▸ Data for this task:
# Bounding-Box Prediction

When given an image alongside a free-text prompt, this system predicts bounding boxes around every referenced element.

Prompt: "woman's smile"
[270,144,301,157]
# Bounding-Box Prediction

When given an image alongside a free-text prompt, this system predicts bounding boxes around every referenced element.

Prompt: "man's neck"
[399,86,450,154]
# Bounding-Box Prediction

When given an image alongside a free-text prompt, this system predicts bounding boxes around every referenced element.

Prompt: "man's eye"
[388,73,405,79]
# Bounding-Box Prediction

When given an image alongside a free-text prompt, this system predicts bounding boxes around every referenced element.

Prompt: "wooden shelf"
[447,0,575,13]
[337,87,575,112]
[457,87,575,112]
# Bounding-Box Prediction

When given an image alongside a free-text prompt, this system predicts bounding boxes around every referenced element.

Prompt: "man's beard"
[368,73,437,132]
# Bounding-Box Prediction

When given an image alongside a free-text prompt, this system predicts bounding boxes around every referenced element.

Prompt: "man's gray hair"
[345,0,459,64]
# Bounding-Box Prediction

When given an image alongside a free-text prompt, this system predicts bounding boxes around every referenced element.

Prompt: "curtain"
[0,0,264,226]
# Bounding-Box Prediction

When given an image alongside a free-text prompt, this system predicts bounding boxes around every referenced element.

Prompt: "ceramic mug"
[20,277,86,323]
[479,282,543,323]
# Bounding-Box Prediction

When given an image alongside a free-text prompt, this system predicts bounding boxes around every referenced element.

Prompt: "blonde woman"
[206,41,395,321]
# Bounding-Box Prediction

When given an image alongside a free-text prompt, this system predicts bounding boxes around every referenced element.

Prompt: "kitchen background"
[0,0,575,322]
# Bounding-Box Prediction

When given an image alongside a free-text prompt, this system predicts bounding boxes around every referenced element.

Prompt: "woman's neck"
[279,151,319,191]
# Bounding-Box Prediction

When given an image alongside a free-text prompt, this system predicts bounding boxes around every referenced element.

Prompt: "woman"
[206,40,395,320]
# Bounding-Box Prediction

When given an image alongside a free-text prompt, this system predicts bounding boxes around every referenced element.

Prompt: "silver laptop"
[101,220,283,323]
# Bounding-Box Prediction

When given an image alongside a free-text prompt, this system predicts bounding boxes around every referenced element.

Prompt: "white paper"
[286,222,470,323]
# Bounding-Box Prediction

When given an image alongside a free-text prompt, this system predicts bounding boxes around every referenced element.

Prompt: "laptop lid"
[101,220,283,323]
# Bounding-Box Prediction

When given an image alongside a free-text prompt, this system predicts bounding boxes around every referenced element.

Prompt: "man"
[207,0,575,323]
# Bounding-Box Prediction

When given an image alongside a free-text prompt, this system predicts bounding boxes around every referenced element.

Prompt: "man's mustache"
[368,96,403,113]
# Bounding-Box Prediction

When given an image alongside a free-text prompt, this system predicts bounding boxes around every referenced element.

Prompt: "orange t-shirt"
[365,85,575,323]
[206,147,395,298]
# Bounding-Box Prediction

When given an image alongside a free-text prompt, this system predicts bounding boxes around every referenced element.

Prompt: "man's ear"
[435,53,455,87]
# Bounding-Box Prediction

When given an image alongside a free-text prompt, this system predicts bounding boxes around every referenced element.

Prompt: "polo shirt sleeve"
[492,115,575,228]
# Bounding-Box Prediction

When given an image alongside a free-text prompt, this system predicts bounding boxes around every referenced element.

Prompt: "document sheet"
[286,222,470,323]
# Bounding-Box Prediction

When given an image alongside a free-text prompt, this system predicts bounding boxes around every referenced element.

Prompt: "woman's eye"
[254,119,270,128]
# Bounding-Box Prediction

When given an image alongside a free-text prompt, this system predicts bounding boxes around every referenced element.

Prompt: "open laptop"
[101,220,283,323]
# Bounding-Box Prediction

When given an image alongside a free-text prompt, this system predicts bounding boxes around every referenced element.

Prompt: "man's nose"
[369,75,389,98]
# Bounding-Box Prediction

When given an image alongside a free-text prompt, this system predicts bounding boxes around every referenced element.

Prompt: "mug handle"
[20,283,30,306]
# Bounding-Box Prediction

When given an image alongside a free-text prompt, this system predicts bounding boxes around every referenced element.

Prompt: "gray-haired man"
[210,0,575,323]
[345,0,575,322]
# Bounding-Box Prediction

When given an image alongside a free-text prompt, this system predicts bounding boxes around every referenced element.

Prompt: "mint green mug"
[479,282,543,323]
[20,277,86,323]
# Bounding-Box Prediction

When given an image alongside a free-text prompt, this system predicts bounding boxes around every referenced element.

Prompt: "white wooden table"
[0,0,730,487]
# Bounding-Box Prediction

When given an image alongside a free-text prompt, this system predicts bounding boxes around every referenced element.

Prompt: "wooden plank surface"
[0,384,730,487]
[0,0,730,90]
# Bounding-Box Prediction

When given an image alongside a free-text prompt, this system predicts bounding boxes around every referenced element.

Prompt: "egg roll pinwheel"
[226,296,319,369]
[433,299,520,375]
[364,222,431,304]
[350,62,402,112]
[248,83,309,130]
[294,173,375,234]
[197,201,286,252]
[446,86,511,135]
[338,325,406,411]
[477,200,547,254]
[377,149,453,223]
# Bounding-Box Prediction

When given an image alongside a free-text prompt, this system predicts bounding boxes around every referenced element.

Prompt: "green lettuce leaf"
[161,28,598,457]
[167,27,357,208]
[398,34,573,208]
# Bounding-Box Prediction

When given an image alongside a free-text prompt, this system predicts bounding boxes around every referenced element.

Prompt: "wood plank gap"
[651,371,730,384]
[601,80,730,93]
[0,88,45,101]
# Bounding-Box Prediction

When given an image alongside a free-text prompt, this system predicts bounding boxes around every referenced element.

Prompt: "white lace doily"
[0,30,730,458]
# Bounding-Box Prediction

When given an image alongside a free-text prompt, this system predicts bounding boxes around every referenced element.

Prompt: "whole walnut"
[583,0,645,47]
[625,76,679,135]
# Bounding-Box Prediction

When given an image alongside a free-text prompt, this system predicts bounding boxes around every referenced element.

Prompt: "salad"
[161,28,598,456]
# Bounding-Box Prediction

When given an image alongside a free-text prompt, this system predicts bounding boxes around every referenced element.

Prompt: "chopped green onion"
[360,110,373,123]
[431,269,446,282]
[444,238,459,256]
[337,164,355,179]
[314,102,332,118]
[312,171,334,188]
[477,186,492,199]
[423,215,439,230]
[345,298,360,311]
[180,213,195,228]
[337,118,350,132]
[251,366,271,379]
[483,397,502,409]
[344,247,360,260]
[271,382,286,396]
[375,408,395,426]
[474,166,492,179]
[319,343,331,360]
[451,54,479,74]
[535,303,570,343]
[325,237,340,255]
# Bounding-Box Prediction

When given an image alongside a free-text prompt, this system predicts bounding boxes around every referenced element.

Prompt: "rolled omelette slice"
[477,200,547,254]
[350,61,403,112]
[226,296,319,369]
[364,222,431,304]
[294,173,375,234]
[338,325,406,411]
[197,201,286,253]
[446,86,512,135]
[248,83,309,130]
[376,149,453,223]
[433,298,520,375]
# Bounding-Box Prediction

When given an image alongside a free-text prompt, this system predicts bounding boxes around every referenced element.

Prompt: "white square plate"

▸ What to produce:
Copy out every line of the material above word for word, from top to bottom.

▸ Problem solution:
# Bounding-Box Prediction

When given an image alongside a free-text prompt, this system predicts bounding boxes around every referenced element.

Prompt: "woman's smile"
[270,144,301,157]
# Bounding-Box Prediction

When given an image alongside a free-text prompt, this system predicts bounding boxes around every referenced element.

Prompt: "man's neck"
[399,86,450,154]
# Bounding-Box Prediction

When given an image alongside a free-text prompt, this system predicts bounding boxes around every referenced element.

Prompt: "man's eye"
[388,73,405,79]
# Bounding-Box Prediction

When given an image alongside a free-text prompt, this system predicts bounding boxes around every referenced element.

Prompt: "wooden shelf"
[447,0,575,13]
[337,87,575,112]
[457,87,575,112]
# Bounding-Box Prediction

When given an image alongside a free-text prompt, this system predicts bounding boxes around every referenced element.

Prompt: "man's beard"
[368,73,437,132]
# Bounding-Box Prediction

When given an image alongside a free-text prompt, this system predicts bounding boxes around every referenced element.

Prompt: "man's gray hair"
[345,0,459,64]
# Bounding-Box Prediction

When given an image alongside a free-text prompt, this system predicts bounding boxes around every referenced element.

Prompt: "curtain"
[0,0,264,226]
# Bounding-Box Prediction

When given an image alongside a free-text prompt, this system predicts bounding boxes around every referenced element.

Prompt: "ceramic mug"
[20,277,86,323]
[479,282,543,323]
# Bounding-Box Prediction

When given an image alongside a free-text prompt, this system predicts bounding boxes around every referenced element.

Prompt: "blonde woman"
[206,41,395,321]
# Bounding-Box Prediction

When given an image alongside a free-text prompt, this system predicts bounding boxes around every referenced element.

Prompt: "kitchen background"
[0,0,575,322]
# Bounding-Box Prediction

When given an image alongside a free-text prompt, this system predicts bounding boxes around every referenced element.

Prompt: "woman's neck"
[279,151,319,191]
# Bounding-Box Prediction

When given an image alongside a free-text prompt, this system predicts bounding boxes around every referenced element.

Prompt: "woman"
[206,40,395,320]
# Bounding-Box Prediction

When given an image alongside a free-text prompt, this system predicts bounding boxes around every referenced element.

Prompt: "silver laptop"
[101,220,283,323]
# Bounding-Box Prediction

When given an image alongside a free-text prompt, this system predicts bounding boxes around every referenced element.

Prompt: "white paper"
[286,222,470,323]
# Bounding-Box Prediction

When given an image alongside a free-text prompt, this system predicts bounding boxes around every referenced element.

Prompt: "laptop lid"
[101,220,283,323]
# Bounding-Box Prediction

When given an image alongside a free-text prompt, this system predicts bounding boxes around every referenced element.

Prompt: "man"
[207,0,575,323]
# Bounding-Box Prediction

When given an image alongside a free-text prompt, this system predicts bounding boxes around every referenced element.

Prompt: "man's mustache"
[368,96,403,113]
# Bounding-Box Prediction

When given an image alongside a free-text prompt, this system predicts bounding boxes around every referenced element.

Prompt: "orange t-shirt"
[365,85,575,323]
[206,147,395,298]
# Bounding-Box Prediction

When given an image alongside a free-text prompt, this system predicts bounding boxes around every referenced element.

Prompt: "man's ear"
[435,53,455,87]
# Bounding-Box Prediction

When given an image alongside a free-text prompt, this system predicts bounding boxes around every referenced element.

Prompt: "polo shirt sleeve"
[492,115,575,228]
# Bounding-Box Prediction

When given an image alongside a free-text prompt, this system predicts bounding boxes around every referenced element.

Prompt: "document sheet"
[286,222,470,323]
# Bounding-Box Prediction

When given an image alongside a free-text prompt, this system predicts bounding boxes around every referenced element.

Prompt: "woman's eye"
[254,119,270,128]
# Bounding-Box Prediction

When given an image alongside a free-text prompt, this system predicts bounding boxes around every referenced element.

Prompt: "open laptop"
[101,220,283,323]
# Bounding-Box Prediction

When given an image alongside a free-text prompt, this system predicts bounding boxes around every referenced element.

Prompt: "man's nose"
[369,75,389,98]
# Bounding-Box Prediction

When given an image alongside a free-text prompt, this system predicts bounding boxes around every referenced element.

Prompt: "mug handle"
[20,283,30,306]
# Bounding-Box Prediction

When given an image alongside a free-text prompt, this system predicts bounding boxes around every referenced element.

Prompt: "gray-haired man"
[210,0,575,323]
[345,0,575,322]
# Bounding-Box Prediction

When given an image alongside a free-text prompt, this system predicts bounding boxes around every referenced element.

Prompt: "mint green mug"
[479,282,543,323]
[20,277,86,323]
# Bounding-Box Prediction

When given an image alongside a free-text prompt, this system predicts bounding boxes around every referenced element.

Prompt: "white wooden table"
[0,0,730,487]
# Bounding-Box Prediction

When given an image alongside a free-text prompt, this system predicts bounding boxes around every referenced element.

Prompt: "wooden plank surface"
[0,384,730,487]
[0,0,730,90]
# Bounding-Box Prediction

When given an image alongside a free-text prompt, this system predicts bounding boxes around every referenced element.

Prompt: "egg roll pinwheel"
[226,296,319,369]
[433,299,520,375]
[364,222,431,304]
[350,62,402,112]
[248,83,309,130]
[294,173,375,234]
[197,201,286,252]
[446,86,511,135]
[338,325,406,411]
[477,200,547,254]
[377,149,453,223]
# Bounding-Box Prediction

When given an image alongside a free-text prompt, this system predicts bounding boxes around every referenced element.

Prompt: "green lettuce leaf"
[161,28,598,457]
[167,27,357,208]
[398,34,573,208]
# Bounding-Box Prediction

When given an image alongside a free-text prompt, this system predicts bounding boxes around every referenced element.

Prompt: "wood plank gap"
[651,371,730,384]
[601,80,730,93]
[0,88,45,101]
# Bounding-Box Prediction

When given an image alongside a free-text prompt, this system predicts bounding boxes around every referenced element.

Prompt: "white lace doily"
[0,30,730,458]
# Bounding-Box Prediction

When given an image alongside a free-text prompt, this system predicts bounding boxes around every referenced element.

Prompt: "whole walnut"
[583,0,645,47]
[625,76,679,135]
# Bounding-Box Prediction

When given an image alongside a free-text prompt, this system predicts bounding boxes around every referenced element.

Prompt: "salad"
[161,28,598,456]
# Bounding-Box Prediction

When given an image alongside a free-text prompt, this system predicts bounding boxes around every referenced element.

Prompt: "chopped green onion"
[360,110,373,123]
[431,269,446,282]
[444,238,459,256]
[337,164,355,179]
[314,102,332,118]
[312,171,334,188]
[477,186,492,199]
[423,215,439,230]
[345,298,360,311]
[180,213,195,228]
[337,118,350,132]
[251,366,271,379]
[483,397,502,409]
[344,247,360,260]
[271,382,286,396]
[375,408,395,426]
[474,166,492,179]
[319,343,331,360]
[451,54,479,74]
[535,303,570,343]
[325,237,340,255]
# Bounding-Box Prediction

When given an image alongside a free-text prompt, this system predicts bounding boxes around every referenced element.

Prompt: "rolled omelette slice"
[477,200,547,254]
[350,61,403,112]
[226,296,319,369]
[364,222,431,304]
[294,173,375,234]
[338,325,406,411]
[197,201,286,253]
[446,86,512,135]
[248,83,309,130]
[376,149,453,223]
[433,298,520,375]
# Bounding-Box Prediction

When given an image alongside a free-text prompt, this system predicts bounding boxes around every referenced element.

Prompt: "white square plate"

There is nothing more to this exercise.